Task inputs:
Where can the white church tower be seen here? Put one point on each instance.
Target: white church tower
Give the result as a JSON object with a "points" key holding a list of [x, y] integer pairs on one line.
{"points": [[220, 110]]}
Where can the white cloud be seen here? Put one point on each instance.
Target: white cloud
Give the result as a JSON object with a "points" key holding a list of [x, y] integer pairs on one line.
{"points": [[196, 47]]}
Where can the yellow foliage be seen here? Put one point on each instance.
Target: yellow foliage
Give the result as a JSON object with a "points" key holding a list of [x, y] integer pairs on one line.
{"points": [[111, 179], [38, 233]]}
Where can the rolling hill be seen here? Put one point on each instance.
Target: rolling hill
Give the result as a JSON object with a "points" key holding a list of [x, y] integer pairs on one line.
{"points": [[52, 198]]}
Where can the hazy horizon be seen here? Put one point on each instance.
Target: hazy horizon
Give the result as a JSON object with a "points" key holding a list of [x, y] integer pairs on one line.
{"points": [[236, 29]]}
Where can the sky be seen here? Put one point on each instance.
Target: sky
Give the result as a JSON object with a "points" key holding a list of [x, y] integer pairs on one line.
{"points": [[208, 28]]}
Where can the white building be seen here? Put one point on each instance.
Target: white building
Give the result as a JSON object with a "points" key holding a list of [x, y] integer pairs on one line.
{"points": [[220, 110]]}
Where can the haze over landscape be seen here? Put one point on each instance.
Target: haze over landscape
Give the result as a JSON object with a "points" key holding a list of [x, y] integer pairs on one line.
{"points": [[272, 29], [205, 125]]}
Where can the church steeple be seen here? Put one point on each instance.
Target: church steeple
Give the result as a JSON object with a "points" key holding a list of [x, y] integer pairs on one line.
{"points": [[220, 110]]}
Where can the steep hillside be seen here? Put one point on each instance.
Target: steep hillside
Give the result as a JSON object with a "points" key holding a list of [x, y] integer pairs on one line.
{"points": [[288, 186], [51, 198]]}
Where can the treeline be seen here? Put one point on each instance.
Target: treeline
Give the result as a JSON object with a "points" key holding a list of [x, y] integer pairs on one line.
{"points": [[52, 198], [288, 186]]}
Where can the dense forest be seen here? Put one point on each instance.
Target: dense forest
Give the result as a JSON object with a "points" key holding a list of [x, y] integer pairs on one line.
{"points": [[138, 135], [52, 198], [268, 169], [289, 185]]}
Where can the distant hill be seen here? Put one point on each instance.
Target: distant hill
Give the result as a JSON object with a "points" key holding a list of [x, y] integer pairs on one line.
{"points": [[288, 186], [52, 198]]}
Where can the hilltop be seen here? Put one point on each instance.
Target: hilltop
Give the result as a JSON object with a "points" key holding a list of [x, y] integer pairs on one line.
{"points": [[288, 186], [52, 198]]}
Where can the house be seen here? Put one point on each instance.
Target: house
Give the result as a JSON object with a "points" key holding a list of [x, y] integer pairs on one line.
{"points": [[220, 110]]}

Stated goal: Return all of the data precisely as it appears.

Response to the task:
Where can the white church tower be seen here? Put one point on each instance.
Target: white church tower
Give the result as a JSON object with a "points" key holding a list of [x, y] integer pairs on one line.
{"points": [[220, 110]]}
Where can the white cloud be seen here? Put one point on each instance.
Target: white cloud
Give the result as a JSON object with a "points" key holding a list of [x, y] integer pairs on one line.
{"points": [[196, 47]]}
Where can the yellow foliage be seen here? Put one point on each instance.
Target: yellow foliage
Give the result as a JSON object with a "points" key holding a list of [x, y] integer pairs on one line.
{"points": [[111, 179], [38, 233]]}
Where can the rolling hill be seen here? Put one point on each instance.
Target: rolling hill
Give the result as a JSON object with a "points" key holding a list of [x, y] integer pairs on one line.
{"points": [[52, 198]]}
Where can the hazy horizon be seen here? Put one point on each instance.
Target: hazy horizon
Give the result as a JSON object with a "points" key holding a list of [x, y] integer pairs on one line.
{"points": [[236, 29]]}
Where can the sky be seen here? Put one point on each instance.
Target: sky
Give the result as a JSON object with a "points" key holding a list of [x, y] integer pairs on one line.
{"points": [[208, 28]]}
Where can the white building be seen here? Put one point on each instance.
Target: white building
Give the result as a JSON object with a "points" key holding a list of [x, y] integer pairs on one line.
{"points": [[220, 110]]}
Where can the haze over landscape be seen here? Put one point on each instance.
Target: haze over landscape
Give the result as a JSON object with a "points" key holding a list of [x, y] integer pairs on one line.
{"points": [[272, 29], [205, 125]]}
Where can the church steeple be seen here? Put one point on each instance.
Target: church steeple
Give the result as a JSON object with a "points" key holding a list of [x, y] integer pairs on one line.
{"points": [[220, 110]]}
Where can the steep hillside be seen here? Put one point on each instance.
Target: steep hillside
Give the result as a JSON object with a "points" key holding a list of [x, y] integer pairs on one line.
{"points": [[288, 186], [51, 198]]}
Where can the treeline be seen here? Put one point on each instance.
Target: treeline
Give the result as a JSON object with a "points" key holding a list of [x, y] integer pairs on one line.
{"points": [[52, 198], [288, 186]]}
Where can the dense forest be seen here? Put one point on each instance.
Target: dense forest
Give the result as a JSON object with a "points" key holding a list of [x, y] integer pairs on one line.
{"points": [[138, 135], [52, 198], [268, 169], [289, 185]]}
Where can the distant hill be seen here? Put one point on each instance.
Target: distant hill
Give the result as a JSON object with a "points" key holding a list of [x, y] integer pairs on one line.
{"points": [[288, 186], [52, 198]]}
Where can the hilltop be seen here? Put one point on each instance.
Target: hilltop
Give the result as a JSON object with a "points" key holding a list of [x, y] integer pairs on one line.
{"points": [[288, 186], [52, 198]]}
Where can the house be seen here? Put one point on each instance.
Target: house
Give the result as a JSON object with a "points" key holding a list of [x, y] integer pairs on one line.
{"points": [[220, 110]]}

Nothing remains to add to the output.